*Objective*
Retype, without changes, the entries starting with the line containing "Note: locate the white electrical" and going on through the line containing "pixel 513 311".
__________________________________________________
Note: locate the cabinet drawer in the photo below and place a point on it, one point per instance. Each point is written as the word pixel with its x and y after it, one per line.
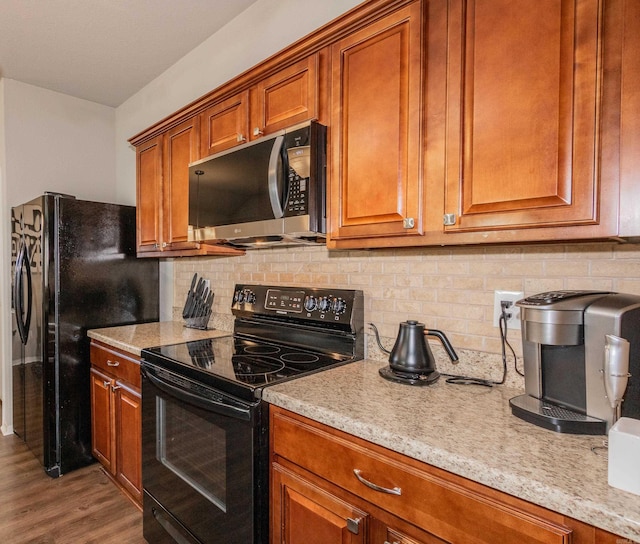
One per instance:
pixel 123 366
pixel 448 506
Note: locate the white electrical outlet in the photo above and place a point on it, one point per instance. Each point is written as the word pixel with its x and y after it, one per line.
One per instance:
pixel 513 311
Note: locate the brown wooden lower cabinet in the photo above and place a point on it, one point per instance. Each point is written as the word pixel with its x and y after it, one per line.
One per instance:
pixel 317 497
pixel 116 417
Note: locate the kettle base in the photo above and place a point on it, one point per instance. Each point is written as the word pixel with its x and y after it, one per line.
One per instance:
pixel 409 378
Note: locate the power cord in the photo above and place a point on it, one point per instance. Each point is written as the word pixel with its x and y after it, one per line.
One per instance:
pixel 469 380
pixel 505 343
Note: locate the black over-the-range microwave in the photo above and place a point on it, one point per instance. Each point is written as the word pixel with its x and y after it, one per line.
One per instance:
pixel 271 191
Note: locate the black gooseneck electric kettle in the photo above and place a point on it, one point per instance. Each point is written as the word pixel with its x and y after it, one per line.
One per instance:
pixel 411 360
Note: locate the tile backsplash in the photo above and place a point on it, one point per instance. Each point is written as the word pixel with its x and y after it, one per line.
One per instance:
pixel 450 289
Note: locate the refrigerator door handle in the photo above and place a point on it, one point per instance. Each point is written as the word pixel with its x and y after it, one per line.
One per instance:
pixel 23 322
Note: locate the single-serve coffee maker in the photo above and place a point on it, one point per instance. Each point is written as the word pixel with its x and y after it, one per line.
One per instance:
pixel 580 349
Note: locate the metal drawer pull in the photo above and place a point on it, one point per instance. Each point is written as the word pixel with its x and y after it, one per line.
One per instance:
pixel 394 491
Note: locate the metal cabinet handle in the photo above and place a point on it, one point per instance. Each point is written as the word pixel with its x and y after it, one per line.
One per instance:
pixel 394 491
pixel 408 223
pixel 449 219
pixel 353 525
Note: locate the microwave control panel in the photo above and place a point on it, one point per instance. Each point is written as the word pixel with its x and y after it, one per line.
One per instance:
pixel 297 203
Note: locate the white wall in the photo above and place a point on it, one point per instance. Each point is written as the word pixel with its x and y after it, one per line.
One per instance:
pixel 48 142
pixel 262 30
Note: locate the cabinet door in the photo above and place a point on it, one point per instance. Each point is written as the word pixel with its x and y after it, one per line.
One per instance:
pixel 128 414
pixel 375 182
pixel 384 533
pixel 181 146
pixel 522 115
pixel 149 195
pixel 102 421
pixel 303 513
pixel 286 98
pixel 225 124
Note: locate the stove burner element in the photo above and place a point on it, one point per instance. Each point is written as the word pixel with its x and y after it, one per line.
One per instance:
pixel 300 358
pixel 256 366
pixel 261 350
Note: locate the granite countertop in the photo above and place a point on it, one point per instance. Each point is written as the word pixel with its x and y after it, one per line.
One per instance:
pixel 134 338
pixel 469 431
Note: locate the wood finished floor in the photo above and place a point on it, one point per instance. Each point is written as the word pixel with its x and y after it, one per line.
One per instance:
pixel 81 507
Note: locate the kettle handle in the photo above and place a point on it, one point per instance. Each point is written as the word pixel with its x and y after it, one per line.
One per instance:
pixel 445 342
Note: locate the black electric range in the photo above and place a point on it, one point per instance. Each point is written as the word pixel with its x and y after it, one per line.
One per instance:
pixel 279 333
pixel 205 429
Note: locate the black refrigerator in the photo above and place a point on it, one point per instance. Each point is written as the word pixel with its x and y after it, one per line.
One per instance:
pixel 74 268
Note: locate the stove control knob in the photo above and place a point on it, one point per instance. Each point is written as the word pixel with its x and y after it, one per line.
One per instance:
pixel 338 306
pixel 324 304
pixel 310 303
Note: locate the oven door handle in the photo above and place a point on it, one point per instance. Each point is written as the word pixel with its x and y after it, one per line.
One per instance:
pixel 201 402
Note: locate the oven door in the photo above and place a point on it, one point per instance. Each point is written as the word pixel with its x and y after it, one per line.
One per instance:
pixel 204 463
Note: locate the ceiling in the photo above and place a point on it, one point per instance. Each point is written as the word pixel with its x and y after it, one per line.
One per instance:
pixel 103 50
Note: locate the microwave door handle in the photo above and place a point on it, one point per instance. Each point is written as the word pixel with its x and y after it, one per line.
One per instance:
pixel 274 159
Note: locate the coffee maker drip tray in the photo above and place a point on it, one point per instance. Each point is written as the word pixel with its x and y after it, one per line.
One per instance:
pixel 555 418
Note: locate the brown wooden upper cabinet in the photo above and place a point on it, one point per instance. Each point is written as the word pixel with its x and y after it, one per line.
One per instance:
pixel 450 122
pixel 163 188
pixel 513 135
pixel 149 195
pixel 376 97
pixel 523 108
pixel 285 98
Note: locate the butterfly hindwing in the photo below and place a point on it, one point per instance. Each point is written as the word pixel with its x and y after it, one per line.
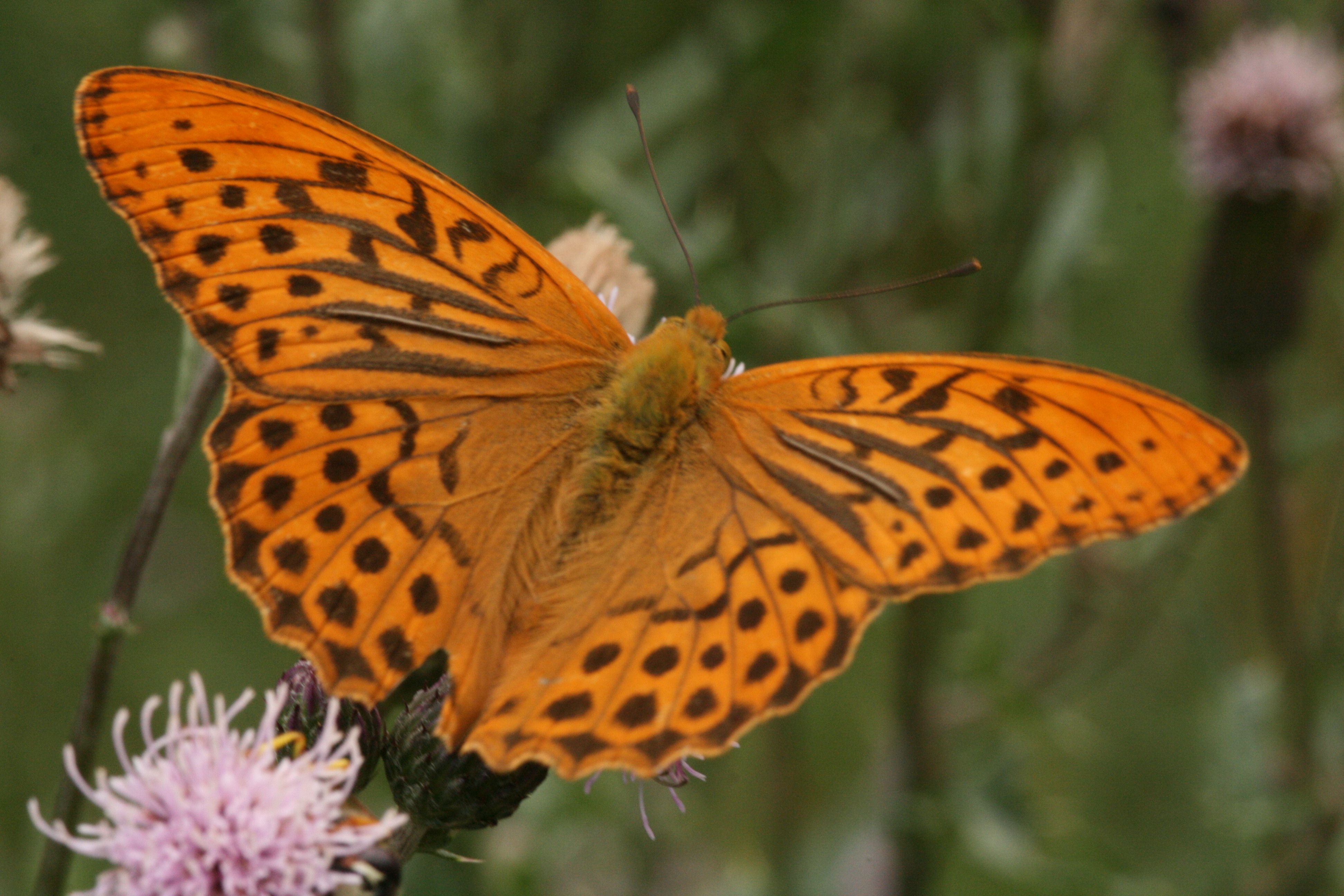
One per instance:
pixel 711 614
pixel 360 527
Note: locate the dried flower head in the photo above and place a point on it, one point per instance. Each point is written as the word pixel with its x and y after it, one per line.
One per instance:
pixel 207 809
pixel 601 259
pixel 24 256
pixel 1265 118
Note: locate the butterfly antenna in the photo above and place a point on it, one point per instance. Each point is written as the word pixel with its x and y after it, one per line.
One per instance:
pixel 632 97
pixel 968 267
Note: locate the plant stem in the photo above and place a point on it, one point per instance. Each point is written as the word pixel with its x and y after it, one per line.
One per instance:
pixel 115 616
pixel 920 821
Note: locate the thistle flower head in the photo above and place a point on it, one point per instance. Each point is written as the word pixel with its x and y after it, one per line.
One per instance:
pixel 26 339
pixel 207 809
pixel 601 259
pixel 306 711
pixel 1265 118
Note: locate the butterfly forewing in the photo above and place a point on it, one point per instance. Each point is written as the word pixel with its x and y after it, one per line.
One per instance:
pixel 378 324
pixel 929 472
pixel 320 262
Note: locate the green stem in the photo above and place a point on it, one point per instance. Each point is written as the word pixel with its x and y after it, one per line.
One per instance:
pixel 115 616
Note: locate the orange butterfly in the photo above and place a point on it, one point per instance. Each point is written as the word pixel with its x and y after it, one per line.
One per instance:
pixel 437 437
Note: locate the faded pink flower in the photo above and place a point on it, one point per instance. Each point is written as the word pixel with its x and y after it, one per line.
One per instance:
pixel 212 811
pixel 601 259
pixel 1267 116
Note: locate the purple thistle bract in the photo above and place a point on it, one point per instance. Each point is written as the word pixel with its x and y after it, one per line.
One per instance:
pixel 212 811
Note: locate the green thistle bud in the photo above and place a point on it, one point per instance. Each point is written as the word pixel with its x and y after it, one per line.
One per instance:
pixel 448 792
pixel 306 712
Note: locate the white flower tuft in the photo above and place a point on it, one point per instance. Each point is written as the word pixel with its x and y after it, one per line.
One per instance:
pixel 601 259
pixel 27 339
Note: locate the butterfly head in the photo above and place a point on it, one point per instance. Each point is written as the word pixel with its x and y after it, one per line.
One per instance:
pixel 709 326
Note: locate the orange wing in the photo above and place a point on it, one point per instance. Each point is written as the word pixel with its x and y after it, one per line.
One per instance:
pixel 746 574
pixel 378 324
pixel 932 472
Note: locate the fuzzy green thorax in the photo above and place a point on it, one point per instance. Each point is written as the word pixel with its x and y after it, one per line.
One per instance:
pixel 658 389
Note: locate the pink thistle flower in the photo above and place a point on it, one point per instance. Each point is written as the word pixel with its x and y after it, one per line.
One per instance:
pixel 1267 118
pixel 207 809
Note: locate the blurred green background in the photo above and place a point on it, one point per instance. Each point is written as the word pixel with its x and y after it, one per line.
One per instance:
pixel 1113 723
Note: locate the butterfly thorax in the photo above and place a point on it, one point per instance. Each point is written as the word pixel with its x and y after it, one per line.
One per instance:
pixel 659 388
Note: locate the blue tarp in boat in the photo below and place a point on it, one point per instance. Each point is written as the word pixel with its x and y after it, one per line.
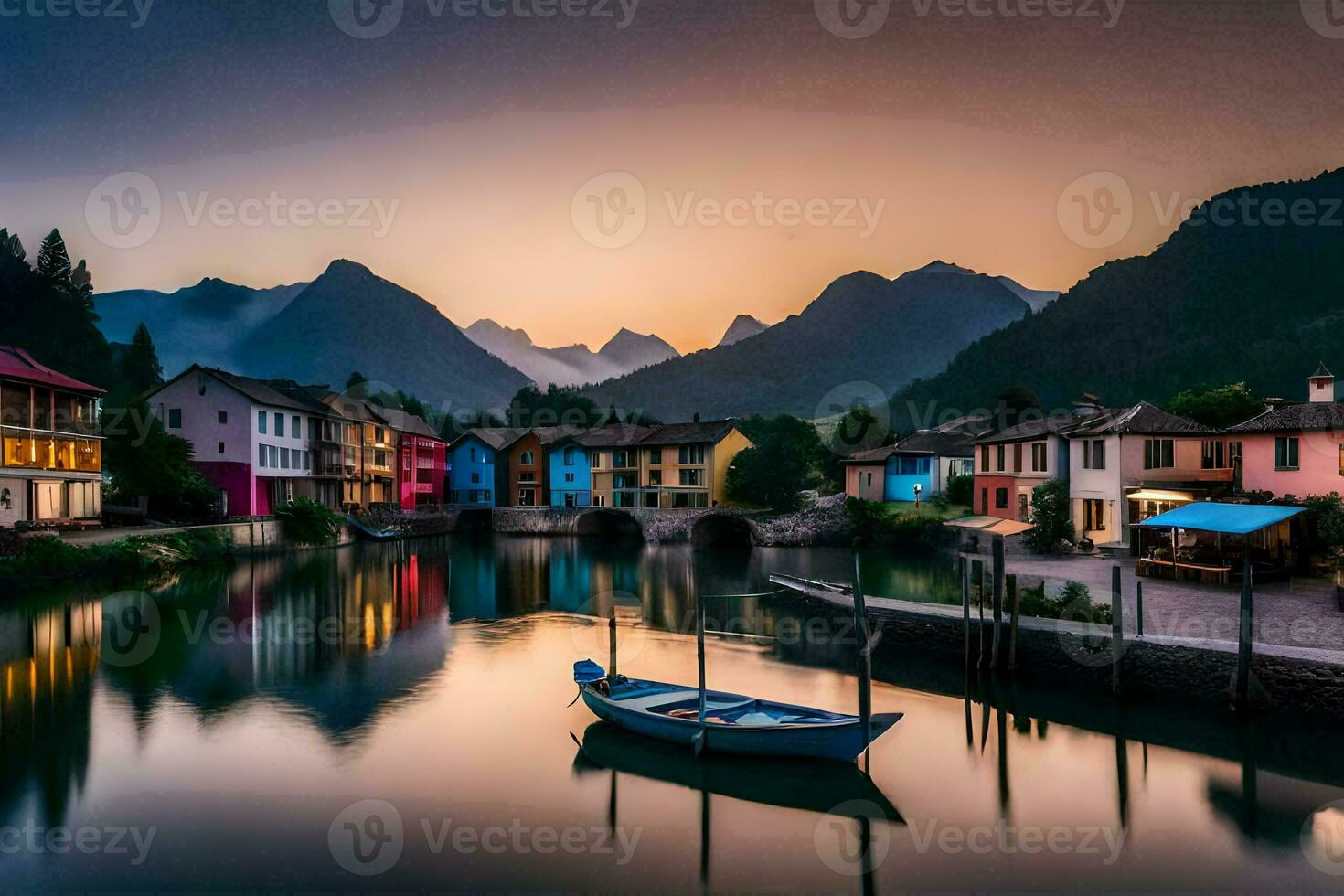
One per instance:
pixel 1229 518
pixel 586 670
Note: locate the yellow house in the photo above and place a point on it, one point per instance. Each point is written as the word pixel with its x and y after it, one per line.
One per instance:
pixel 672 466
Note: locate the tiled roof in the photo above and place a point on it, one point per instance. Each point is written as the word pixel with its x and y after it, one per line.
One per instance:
__________________________________________________
*Worked answer*
Note: locate the white electrical outlet in the photo above and place a point on it, one point per instance. Each point is written as the word pixel with its x and y after it, one per line.
One per instance:
pixel 513 311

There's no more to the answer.